** start of Input rows **
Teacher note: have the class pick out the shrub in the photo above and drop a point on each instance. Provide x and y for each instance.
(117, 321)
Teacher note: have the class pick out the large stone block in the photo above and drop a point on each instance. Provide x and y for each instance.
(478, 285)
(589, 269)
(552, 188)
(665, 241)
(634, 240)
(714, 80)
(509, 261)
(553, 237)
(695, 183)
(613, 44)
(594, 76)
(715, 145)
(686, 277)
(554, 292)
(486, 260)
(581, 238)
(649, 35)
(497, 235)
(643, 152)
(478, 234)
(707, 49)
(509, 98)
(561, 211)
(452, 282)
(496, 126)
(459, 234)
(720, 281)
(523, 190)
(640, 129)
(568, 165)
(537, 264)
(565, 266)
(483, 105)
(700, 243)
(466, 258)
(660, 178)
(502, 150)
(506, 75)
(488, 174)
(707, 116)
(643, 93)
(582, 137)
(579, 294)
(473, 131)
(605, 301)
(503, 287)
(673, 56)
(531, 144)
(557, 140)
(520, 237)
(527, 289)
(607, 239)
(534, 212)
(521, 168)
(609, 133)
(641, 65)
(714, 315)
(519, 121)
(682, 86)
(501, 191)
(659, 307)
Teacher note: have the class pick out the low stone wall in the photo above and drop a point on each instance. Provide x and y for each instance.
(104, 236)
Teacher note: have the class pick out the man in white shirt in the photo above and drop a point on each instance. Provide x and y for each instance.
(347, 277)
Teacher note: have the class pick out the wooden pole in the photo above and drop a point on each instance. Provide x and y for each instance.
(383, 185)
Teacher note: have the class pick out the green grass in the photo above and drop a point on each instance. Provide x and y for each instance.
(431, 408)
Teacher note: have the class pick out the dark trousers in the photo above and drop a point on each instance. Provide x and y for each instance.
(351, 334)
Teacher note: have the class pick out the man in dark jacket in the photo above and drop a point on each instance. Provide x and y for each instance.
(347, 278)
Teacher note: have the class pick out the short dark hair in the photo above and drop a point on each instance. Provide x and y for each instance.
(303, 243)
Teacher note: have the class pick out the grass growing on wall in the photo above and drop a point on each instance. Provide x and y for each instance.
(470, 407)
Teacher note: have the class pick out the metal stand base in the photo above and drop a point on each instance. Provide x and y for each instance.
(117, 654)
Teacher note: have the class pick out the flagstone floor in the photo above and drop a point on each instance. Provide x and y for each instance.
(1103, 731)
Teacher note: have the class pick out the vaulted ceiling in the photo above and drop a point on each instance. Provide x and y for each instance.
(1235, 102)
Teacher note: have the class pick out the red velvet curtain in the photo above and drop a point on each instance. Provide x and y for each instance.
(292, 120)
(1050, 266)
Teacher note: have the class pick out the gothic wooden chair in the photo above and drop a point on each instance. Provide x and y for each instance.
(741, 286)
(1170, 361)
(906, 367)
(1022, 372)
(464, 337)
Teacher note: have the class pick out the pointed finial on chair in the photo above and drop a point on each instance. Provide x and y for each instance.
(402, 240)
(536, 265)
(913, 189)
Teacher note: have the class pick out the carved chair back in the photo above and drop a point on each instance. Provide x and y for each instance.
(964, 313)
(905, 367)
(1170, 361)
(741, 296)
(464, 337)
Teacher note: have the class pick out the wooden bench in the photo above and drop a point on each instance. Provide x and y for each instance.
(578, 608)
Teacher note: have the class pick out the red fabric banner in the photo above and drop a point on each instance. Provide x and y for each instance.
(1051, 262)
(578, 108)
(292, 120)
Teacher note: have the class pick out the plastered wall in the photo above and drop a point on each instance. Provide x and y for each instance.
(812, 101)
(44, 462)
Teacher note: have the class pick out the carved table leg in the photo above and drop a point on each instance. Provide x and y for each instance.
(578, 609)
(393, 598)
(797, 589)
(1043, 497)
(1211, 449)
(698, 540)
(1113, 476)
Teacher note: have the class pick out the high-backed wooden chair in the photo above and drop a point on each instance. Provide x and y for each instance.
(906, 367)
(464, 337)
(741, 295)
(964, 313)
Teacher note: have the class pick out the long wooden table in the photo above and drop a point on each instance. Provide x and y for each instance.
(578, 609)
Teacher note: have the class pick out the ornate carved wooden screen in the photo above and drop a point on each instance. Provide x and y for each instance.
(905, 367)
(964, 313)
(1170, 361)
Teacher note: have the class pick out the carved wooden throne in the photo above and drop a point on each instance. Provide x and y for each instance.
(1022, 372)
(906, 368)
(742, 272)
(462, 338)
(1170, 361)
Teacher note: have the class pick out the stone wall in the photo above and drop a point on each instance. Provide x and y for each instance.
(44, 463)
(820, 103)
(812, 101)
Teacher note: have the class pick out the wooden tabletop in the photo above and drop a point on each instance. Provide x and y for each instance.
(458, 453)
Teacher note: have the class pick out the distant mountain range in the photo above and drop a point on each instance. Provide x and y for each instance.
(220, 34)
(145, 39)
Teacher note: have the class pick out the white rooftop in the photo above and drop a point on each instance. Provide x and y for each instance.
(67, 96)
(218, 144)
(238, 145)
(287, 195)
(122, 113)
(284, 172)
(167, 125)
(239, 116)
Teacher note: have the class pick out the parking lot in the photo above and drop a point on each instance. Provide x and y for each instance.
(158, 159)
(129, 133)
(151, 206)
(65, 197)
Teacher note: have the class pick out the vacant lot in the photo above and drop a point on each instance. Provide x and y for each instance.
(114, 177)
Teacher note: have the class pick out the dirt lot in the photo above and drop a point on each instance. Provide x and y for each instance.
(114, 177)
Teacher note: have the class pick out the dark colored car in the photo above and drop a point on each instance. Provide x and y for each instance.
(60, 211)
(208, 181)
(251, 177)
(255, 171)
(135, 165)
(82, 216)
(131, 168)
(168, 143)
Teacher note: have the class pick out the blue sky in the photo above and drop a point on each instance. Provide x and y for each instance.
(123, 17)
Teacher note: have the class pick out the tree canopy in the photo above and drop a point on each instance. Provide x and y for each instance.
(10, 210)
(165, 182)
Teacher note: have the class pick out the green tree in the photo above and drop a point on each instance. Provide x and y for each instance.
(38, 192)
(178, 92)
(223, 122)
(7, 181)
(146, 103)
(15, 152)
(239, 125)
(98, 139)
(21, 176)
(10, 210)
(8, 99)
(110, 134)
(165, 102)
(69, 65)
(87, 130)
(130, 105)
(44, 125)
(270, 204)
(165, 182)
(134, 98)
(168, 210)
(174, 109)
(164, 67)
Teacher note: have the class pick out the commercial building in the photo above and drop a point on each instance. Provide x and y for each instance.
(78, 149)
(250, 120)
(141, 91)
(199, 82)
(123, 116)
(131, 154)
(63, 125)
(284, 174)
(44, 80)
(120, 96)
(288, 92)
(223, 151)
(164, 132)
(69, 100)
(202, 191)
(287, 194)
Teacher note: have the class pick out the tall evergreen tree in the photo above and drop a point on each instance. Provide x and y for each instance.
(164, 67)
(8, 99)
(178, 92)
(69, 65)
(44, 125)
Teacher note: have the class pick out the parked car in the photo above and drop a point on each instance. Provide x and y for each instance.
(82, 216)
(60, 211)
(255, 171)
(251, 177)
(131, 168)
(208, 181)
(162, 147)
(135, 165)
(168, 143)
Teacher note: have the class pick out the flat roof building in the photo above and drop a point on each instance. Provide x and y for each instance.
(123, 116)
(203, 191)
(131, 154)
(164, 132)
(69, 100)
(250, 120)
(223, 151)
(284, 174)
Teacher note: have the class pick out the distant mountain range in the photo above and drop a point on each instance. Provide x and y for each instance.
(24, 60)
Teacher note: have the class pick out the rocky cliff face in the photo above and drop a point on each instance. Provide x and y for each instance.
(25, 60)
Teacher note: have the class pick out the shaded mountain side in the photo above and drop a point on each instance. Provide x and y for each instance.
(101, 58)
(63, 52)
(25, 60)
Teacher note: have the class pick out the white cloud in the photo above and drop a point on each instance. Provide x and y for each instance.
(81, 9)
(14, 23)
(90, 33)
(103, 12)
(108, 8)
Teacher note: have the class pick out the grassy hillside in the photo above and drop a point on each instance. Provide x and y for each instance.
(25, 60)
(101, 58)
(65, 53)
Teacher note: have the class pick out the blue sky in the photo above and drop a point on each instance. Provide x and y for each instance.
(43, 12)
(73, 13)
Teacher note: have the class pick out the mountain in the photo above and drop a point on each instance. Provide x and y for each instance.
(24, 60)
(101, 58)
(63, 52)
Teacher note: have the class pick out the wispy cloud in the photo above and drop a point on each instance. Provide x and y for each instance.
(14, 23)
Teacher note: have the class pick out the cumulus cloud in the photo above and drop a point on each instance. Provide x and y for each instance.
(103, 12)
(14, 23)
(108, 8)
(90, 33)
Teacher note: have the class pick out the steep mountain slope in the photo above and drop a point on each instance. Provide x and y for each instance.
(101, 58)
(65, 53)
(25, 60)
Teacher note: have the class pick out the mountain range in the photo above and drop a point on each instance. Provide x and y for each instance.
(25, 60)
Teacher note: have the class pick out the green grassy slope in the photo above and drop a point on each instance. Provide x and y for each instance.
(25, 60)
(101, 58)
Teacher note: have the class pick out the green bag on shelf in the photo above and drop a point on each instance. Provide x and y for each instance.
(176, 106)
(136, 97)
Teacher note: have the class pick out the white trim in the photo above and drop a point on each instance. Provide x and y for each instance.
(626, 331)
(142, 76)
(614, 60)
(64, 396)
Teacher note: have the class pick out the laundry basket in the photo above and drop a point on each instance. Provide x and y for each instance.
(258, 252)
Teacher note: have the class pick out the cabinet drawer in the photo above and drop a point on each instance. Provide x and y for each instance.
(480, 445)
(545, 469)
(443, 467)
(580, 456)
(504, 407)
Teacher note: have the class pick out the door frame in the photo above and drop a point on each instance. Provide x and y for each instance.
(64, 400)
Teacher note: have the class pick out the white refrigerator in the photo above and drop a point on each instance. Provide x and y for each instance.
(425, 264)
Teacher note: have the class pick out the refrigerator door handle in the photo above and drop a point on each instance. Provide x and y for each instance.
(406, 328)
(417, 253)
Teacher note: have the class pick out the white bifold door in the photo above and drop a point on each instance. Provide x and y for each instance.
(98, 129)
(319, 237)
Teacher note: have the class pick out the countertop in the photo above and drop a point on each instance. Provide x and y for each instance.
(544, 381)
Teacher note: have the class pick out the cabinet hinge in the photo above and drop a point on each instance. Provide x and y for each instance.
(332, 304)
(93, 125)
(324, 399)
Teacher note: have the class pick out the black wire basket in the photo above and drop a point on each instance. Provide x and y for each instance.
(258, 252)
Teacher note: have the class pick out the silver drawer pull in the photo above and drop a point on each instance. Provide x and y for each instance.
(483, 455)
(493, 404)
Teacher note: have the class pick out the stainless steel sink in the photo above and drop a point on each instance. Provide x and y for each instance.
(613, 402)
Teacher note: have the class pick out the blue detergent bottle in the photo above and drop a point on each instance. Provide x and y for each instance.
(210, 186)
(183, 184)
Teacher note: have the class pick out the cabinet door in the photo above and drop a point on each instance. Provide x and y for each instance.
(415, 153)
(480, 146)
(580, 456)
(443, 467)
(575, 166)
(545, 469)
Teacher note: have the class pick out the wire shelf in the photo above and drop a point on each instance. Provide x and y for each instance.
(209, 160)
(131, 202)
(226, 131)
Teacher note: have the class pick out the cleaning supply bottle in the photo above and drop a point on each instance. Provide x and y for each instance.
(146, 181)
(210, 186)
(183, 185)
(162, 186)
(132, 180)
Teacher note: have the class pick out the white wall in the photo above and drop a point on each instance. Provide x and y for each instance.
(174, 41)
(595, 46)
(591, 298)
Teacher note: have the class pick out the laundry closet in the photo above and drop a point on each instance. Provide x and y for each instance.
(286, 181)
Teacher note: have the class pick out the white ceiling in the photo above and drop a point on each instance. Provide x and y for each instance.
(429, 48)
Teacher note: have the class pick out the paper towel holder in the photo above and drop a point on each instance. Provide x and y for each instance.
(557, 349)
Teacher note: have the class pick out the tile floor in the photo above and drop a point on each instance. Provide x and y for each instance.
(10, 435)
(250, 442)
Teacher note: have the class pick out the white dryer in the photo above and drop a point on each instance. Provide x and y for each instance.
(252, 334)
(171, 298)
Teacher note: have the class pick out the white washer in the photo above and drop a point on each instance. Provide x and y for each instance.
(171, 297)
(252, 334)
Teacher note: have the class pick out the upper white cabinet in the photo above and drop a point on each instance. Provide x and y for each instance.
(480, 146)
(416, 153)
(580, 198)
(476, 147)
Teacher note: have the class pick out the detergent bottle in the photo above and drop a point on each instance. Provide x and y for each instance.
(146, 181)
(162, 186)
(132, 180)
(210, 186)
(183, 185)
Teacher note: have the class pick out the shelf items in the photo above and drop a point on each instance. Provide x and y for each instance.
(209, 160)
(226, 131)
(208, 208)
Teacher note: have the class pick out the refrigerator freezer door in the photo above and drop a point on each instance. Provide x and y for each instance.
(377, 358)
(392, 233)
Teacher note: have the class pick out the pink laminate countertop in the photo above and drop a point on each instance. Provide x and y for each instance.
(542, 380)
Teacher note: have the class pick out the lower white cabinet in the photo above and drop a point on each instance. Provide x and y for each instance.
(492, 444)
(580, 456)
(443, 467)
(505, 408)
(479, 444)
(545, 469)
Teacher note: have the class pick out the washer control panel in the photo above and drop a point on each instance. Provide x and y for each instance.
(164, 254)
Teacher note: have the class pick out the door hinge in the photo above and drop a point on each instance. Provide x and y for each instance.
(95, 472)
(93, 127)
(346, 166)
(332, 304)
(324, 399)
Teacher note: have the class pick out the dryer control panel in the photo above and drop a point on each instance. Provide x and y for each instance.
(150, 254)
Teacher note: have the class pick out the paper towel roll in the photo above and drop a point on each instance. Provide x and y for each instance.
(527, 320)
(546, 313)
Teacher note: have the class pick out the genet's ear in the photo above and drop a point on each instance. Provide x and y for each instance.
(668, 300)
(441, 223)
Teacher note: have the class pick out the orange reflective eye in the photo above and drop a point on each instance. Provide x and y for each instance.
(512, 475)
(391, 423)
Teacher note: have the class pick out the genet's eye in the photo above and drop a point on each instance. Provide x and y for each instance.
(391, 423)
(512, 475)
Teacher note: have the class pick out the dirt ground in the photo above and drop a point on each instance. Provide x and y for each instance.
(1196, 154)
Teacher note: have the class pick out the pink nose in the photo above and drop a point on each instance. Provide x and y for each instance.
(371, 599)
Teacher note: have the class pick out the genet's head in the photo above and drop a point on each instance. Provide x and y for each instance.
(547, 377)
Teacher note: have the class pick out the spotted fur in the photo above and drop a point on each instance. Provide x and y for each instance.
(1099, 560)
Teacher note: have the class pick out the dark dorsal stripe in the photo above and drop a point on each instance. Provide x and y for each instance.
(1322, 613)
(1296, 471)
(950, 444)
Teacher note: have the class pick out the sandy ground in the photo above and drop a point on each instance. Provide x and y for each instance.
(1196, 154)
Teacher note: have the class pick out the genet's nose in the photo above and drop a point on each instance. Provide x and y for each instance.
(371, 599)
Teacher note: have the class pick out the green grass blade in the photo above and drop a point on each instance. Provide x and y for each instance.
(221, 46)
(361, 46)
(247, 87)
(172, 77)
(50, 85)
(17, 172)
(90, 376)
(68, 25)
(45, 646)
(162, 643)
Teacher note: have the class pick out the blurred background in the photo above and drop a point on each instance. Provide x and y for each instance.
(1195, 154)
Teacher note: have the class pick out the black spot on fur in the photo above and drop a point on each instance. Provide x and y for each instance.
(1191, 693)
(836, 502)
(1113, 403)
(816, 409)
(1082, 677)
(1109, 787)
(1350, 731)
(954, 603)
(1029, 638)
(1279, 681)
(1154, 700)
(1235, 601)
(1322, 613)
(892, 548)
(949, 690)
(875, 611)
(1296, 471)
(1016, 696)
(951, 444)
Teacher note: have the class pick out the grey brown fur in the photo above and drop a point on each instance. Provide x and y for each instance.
** end of Input rows **
Please copy the stretch of material from the line containing "Teacher note: have the class pick out the genet's nose" through the line containing "(1195, 154)", swapping "green grass blade" for "blade of green grass" and leaving everything else unchanged.

### [Answer for this exercise]
Teacher note: have the class pick out the genet's nose in the photo above and drop a point on each instance. Provide x and y for each instance.
(371, 599)
Teacher note: have the class pick out the blade of green grass in the photo above and drop a point on each instance. Provide x and y for each instance.
(221, 46)
(361, 46)
(247, 87)
(172, 77)
(50, 85)
(17, 172)
(90, 376)
(68, 25)
(45, 646)
(162, 643)
Teacher note: have the class pick out the blurred background in the photo above and drop a point on each instance. Provide x and y for each instance.
(1195, 154)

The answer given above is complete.